DOCUMENT SECTION

Higher education was to blame, said Powell, as:
‘The campus is the single most dynamic source…. Every major college is graduating scores of bright young men … who despise the American political and economic system…. They seek employment in… the business system they do not believe in.’
The Chamber of Commerce, he urged, should establish a special staff ‘to address the campus origin of this hostility' and the staff should comprise:
...highly qualified scholars in the social sciences who do believe in the system… [and] advocates from the top echelons of American business. [They] should evaluate social science textbooks… toward restoring the balance… publish…. a steady flow of scholarly articles… insist upon equal time on the college speaking circuit. The counterattack should first target college level, including Graduate Schools of Business, but also create programs tailored to the high schools.

Position identification records

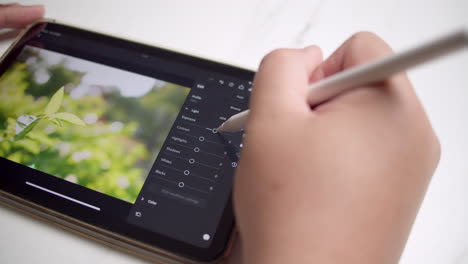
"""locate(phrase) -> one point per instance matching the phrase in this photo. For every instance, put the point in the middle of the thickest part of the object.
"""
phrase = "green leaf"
(55, 102)
(69, 117)
(24, 125)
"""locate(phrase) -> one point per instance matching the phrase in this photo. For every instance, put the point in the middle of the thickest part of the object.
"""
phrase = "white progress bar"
(63, 196)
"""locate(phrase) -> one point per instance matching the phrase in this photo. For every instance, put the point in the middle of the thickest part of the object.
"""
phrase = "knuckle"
(365, 46)
(275, 56)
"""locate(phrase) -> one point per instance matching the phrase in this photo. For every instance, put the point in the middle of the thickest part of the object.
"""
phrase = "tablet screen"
(122, 136)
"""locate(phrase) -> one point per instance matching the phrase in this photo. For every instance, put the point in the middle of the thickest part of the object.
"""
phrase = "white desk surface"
(241, 32)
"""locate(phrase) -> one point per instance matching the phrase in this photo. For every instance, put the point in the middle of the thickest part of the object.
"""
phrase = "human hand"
(340, 183)
(18, 16)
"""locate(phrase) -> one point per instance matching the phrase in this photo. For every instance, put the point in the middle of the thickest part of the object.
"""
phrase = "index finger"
(282, 80)
(17, 16)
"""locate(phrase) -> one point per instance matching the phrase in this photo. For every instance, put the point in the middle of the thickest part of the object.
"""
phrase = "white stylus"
(372, 72)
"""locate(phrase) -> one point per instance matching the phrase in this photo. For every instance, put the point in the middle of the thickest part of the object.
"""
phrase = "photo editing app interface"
(146, 140)
(190, 182)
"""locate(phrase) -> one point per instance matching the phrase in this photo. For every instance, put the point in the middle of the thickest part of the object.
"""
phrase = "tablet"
(117, 140)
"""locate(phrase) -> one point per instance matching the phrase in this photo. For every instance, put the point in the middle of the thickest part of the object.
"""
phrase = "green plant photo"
(84, 122)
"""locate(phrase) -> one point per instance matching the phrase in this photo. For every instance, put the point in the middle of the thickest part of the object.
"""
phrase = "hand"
(18, 16)
(340, 183)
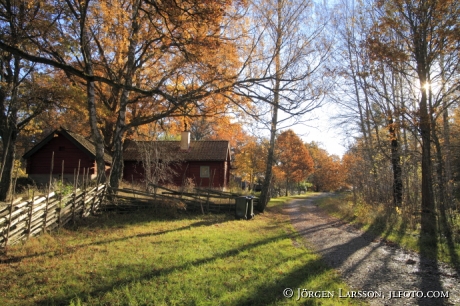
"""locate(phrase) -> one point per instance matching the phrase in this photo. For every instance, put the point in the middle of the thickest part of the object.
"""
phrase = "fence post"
(83, 193)
(45, 217)
(30, 214)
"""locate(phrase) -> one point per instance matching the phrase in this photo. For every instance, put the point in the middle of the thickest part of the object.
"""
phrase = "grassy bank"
(377, 221)
(143, 259)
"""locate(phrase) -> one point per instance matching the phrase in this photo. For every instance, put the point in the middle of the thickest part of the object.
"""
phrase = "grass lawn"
(144, 259)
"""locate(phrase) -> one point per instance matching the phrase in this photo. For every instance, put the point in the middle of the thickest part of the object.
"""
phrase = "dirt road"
(372, 266)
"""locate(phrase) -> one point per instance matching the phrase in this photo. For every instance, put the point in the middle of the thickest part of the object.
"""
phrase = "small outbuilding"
(71, 150)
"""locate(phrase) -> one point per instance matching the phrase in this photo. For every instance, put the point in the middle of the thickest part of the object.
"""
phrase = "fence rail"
(22, 220)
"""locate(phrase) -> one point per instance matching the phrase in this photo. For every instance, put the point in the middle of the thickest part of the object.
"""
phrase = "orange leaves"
(329, 172)
(294, 162)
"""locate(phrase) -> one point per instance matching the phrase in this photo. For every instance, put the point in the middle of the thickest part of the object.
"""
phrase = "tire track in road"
(367, 263)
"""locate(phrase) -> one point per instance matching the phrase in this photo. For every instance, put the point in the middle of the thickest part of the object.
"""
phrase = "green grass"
(376, 221)
(143, 259)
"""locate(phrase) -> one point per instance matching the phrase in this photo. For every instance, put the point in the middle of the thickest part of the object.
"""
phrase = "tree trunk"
(264, 196)
(396, 164)
(9, 149)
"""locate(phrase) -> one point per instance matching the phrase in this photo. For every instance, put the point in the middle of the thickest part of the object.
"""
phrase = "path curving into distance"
(369, 264)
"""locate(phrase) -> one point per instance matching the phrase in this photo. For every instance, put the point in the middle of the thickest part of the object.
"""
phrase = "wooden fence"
(200, 200)
(22, 220)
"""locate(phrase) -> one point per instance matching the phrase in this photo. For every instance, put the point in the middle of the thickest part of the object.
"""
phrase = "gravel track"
(369, 263)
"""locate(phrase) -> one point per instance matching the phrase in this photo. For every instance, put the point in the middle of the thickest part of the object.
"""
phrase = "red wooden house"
(68, 147)
(206, 163)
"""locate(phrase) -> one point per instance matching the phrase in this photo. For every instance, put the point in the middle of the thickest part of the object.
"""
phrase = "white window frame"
(204, 171)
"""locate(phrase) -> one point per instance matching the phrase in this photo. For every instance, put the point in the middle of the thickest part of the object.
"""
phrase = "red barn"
(206, 163)
(68, 147)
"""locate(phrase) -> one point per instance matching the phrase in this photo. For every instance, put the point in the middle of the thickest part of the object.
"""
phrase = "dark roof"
(203, 150)
(80, 141)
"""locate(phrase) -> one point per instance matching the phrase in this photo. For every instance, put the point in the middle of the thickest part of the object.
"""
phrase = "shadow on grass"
(72, 249)
(102, 289)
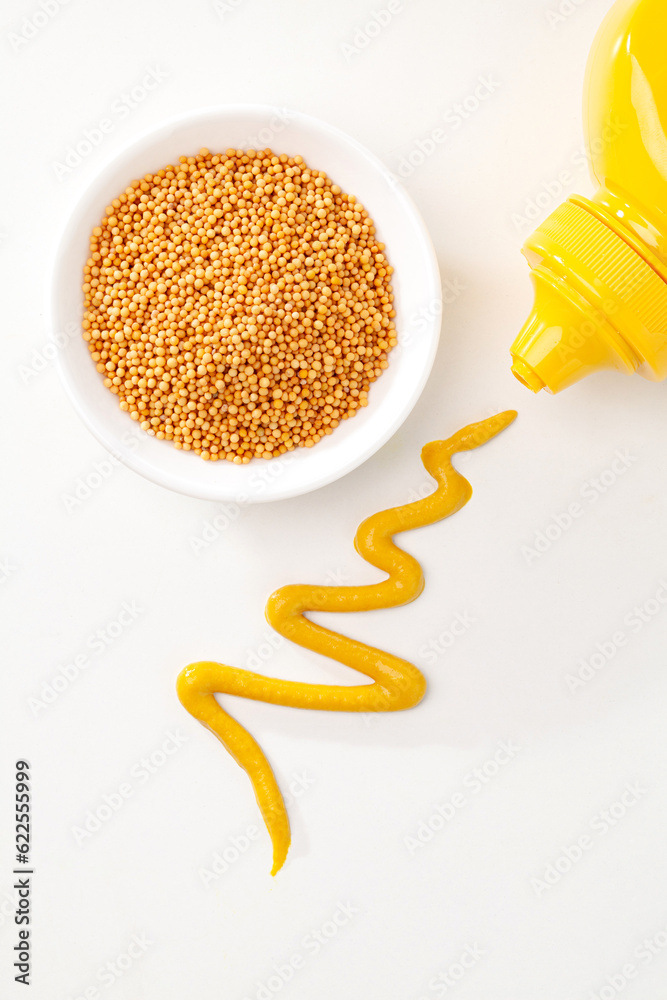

ACTIONS TO TAKE
[1] In the passage about Powell and higher education, what should the special staff of scholars and business advocates evaluate?
[2] Gather every row above that contains the word "tablet".

ANSWERS TO THE PROBLEMS
[1] Social science textbooks.

[2]
phrase = "tablet screen"
phrase = "tablet"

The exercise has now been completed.